*TASK REQUIREMENTS*.
Reproduce the data that follows in its entirety, character for character.
--- Begin SOURCE MATERIAL ---
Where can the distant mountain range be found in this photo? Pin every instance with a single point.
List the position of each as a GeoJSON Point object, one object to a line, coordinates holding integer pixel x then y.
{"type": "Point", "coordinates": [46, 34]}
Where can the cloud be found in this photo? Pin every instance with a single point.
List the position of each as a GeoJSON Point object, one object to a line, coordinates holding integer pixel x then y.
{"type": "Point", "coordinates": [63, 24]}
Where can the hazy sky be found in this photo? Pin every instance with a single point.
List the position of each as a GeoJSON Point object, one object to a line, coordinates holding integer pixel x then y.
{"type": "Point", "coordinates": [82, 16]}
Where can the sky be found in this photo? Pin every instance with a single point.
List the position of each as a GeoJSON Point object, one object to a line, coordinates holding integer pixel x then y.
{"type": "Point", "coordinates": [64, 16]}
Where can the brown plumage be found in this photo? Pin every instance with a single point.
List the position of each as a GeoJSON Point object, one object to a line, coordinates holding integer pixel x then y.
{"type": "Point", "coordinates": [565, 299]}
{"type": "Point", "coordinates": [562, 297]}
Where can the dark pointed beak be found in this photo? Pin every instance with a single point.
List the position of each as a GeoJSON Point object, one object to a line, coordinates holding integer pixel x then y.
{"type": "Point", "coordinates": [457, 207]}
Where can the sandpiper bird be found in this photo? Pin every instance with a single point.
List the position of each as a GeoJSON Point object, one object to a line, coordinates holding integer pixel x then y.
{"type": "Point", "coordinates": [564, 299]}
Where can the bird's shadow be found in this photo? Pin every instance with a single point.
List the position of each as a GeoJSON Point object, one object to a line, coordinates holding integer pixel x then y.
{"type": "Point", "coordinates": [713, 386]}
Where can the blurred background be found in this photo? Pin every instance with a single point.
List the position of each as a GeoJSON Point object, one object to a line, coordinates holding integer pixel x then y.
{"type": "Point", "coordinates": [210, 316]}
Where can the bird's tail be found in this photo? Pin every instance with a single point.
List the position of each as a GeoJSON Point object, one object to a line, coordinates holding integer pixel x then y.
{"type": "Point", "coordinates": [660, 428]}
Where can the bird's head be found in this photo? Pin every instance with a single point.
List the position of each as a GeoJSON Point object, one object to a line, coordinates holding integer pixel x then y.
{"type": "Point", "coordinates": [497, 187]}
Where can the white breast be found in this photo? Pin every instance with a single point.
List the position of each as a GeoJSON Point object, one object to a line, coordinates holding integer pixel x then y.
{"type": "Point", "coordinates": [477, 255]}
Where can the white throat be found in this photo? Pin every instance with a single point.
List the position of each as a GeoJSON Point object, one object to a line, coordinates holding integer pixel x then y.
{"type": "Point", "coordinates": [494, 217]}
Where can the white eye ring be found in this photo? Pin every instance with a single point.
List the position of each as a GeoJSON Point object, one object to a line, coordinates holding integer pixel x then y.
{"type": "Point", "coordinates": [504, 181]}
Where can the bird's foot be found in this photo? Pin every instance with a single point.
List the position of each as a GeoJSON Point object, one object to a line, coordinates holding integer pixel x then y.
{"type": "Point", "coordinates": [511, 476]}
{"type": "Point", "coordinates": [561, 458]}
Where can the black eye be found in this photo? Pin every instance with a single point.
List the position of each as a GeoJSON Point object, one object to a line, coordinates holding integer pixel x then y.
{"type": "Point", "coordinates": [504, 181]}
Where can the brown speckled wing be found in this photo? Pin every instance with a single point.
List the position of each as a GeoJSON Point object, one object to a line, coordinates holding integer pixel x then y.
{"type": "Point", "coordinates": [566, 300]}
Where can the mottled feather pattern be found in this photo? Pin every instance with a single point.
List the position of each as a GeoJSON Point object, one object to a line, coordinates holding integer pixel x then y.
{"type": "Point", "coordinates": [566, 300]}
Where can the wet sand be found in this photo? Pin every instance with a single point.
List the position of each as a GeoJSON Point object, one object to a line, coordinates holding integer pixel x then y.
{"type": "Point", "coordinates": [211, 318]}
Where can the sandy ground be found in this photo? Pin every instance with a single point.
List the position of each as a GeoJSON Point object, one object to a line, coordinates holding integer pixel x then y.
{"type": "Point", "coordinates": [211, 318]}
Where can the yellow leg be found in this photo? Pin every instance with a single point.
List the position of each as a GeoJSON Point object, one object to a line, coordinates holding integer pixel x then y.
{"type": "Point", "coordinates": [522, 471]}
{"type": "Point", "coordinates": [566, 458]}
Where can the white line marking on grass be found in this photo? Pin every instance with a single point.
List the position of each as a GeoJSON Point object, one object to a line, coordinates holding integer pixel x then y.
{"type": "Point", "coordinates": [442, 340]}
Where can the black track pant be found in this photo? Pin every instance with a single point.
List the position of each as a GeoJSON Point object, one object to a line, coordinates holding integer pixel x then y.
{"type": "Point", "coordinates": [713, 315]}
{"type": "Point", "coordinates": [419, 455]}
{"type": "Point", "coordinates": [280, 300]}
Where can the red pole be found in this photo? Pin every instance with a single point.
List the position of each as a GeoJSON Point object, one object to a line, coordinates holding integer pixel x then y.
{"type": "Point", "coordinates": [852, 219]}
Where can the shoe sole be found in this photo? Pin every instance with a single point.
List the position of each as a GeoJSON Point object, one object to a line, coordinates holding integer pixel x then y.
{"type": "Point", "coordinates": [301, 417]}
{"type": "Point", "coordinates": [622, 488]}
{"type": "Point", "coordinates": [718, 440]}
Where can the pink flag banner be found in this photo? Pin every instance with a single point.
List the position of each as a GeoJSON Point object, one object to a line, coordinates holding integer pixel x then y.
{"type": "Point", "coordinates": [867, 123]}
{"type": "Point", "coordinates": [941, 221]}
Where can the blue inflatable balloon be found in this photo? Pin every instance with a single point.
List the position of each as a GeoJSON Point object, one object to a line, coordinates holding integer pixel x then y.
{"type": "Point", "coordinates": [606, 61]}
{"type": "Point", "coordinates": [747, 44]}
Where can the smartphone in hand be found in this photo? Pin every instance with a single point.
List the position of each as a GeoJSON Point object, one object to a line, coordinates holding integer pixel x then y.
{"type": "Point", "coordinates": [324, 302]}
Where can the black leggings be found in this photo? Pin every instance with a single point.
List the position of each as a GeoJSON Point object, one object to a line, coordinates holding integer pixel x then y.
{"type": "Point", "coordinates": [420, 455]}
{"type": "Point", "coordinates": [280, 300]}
--- End SOURCE MATERIAL ---
*COMPLETED EXERCISE*.
Where can the distant mountain range be found in this photo? Pin every instance with a single point.
List the position of each as a GeoJSON Point object, one object to a line, coordinates holding integer pixel x then y.
{"type": "Point", "coordinates": [46, 34]}
Where can the cloud be found in this photo? Pin every instance with a single point.
List the position of each as a GeoJSON Point object, one object to a line, coordinates holding integer pixel x then y.
{"type": "Point", "coordinates": [63, 24]}
Where can the hazy sky be found in this photo? Pin every instance with a single point.
List the position of each as a GeoJSON Point object, one object to a line, coordinates holding integer pixel x then y.
{"type": "Point", "coordinates": [82, 16]}
Where can the sky be found in this photo? Pin every instance with a single point.
List the position of each as a GeoJSON Point object, one object to a line, coordinates holding integer pixel x then y.
{"type": "Point", "coordinates": [64, 16]}
Where can the brown plumage be found in this photo? Pin every instance with a single point.
List the position of each as a GeoJSON Point object, one object to a line, coordinates holding integer pixel x then y.
{"type": "Point", "coordinates": [565, 299]}
{"type": "Point", "coordinates": [562, 297]}
Where can the dark pointed beak be found in this photo? Pin every instance with a single point.
List the position of each as a GeoJSON Point object, one object to a line, coordinates holding integer pixel x then y.
{"type": "Point", "coordinates": [457, 207]}
Where can the sandpiper bird be found in this photo? Pin every instance with a single point.
List the position of each as a GeoJSON Point object, one object to a line, coordinates holding integer pixel x then y.
{"type": "Point", "coordinates": [564, 299]}
Where can the bird's shadow be found in this photo? Pin every instance with a single point.
List the position of each as a GeoJSON Point object, one object to a line, coordinates holding integer pixel x then y.
{"type": "Point", "coordinates": [713, 386]}
Where can the blurred background be found in this photo? Pin every instance with a single point.
List the position of each as a GeoJSON Point object, one object to a line, coordinates holding integer pixel x then y.
{"type": "Point", "coordinates": [210, 316]}
Where can the bird's tail be found in this photo? Pin every instance with a single point.
List the position of each as a GeoJSON Point object, one object to a line, coordinates holding integer pixel x then y.
{"type": "Point", "coordinates": [660, 428]}
Where can the bird's head be found in this photo? Pin every instance with a single point.
List the position of each as a GeoJSON Point object, one object to a line, coordinates holding integer pixel x then y.
{"type": "Point", "coordinates": [497, 187]}
Where can the white breast be found in this photo? Pin every instance with a single point.
List the position of each as a GeoJSON Point object, one object to a line, coordinates holding integer pixel x then y.
{"type": "Point", "coordinates": [477, 255]}
Where can the white throat be found in this photo? Pin every instance with a single point.
List the position of each as a GeoJSON Point object, one object to a line, coordinates holding integer pixel x then y.
{"type": "Point", "coordinates": [494, 217]}
Where can the white eye ring be found in this photo? Pin every instance with a single point.
List the position of each as a GeoJSON Point object, one object to a line, coordinates holding integer pixel x then y.
{"type": "Point", "coordinates": [504, 181]}
Where can the bird's foot be found in this photo? Pin every instance with a single point.
List the position of each as a GeoJSON Point object, one object to a line, coordinates holding integer pixel x then y.
{"type": "Point", "coordinates": [511, 476]}
{"type": "Point", "coordinates": [561, 458]}
Where can the black eye be found in this photo? Pin every instance with a single point.
List the position of each as a GeoJSON Point object, one object to a line, coordinates holding integer pixel x then y.
{"type": "Point", "coordinates": [504, 181]}
Where can the brown speckled wing be found in this photo? Pin every instance with a single point.
List the position of each as a GeoJSON Point object, one object to a line, coordinates holding integer pixel x then y.
{"type": "Point", "coordinates": [566, 300]}
Where can the mottled feather pattern be found in this photo? Pin every instance with a single point.
List the position of each as a GeoJSON Point object, one object to a line, coordinates holding integer pixel x then y.
{"type": "Point", "coordinates": [566, 300]}
Where can the wet sand be found in this photo? Pin every instance with a single point.
List the position of each as a GeoJSON Point object, one object to a line, coordinates holding integer pixel x then y.
{"type": "Point", "coordinates": [211, 318]}
Where can the sandy ground be found in this photo? Pin every instance with a single point.
List the position of each as a GeoJSON Point object, one object to a line, coordinates holding integer pixel x then y.
{"type": "Point", "coordinates": [211, 318]}
Where can the yellow leg be found in this photo? Pin every instance with a single point.
List the position of each as a GeoJSON Point object, one object to a line, coordinates holding integer pixel x then y.
{"type": "Point", "coordinates": [522, 471]}
{"type": "Point", "coordinates": [566, 458]}
Where can the white line marking on grass be found in this photo? Pin every instance with a single point.
List the position of each as a GeoJSON Point object, one object to a line, coordinates holding integer pixel x then y.
{"type": "Point", "coordinates": [442, 340]}
Where can the black track pant be found in this photo? Pin every instance with a single point.
List the position of each as a GeoJSON Point object, one object to a line, coordinates holding integer pixel x then y.
{"type": "Point", "coordinates": [713, 315]}
{"type": "Point", "coordinates": [419, 455]}
{"type": "Point", "coordinates": [280, 300]}
Where can the red pole be found in this photo? Pin every instance with a single point.
List the position of each as a GeoJSON Point object, one object to a line, coordinates holding integer pixel x then y.
{"type": "Point", "coordinates": [852, 219]}
Where can the shoe sole be found in this photo? Pin every instance with a single point.
List the position of each as a GeoJSON Point object, one object to a line, coordinates holding integer pixel x then y.
{"type": "Point", "coordinates": [301, 417]}
{"type": "Point", "coordinates": [622, 488]}
{"type": "Point", "coordinates": [718, 440]}
Where can the pink flag banner be found in this photo? Pin every instance with a single point.
List the position of each as a GeoJSON Point object, one object to a line, coordinates holding integer pixel x then y.
{"type": "Point", "coordinates": [867, 123]}
{"type": "Point", "coordinates": [941, 221]}
Where can the blue inflatable balloon be found in this photo? Pin every instance with a single point.
List the position of each as a GeoJSON Point object, one object to a line, coordinates holding integer pixel x then y.
{"type": "Point", "coordinates": [606, 61]}
{"type": "Point", "coordinates": [747, 44]}
Where can the smartphone in hand be found in this photo? Pin every instance with a single point.
List the position of each as a GeoJSON Point object, one object to a line, coordinates holding integer pixel x then y.
{"type": "Point", "coordinates": [324, 302]}
Where can the black leggings be found in this photo? Pin every instance with a single point.
List the position of each as a GeoJSON Point object, one object to a line, coordinates holding integer pixel x then y.
{"type": "Point", "coordinates": [420, 455]}
{"type": "Point", "coordinates": [280, 300]}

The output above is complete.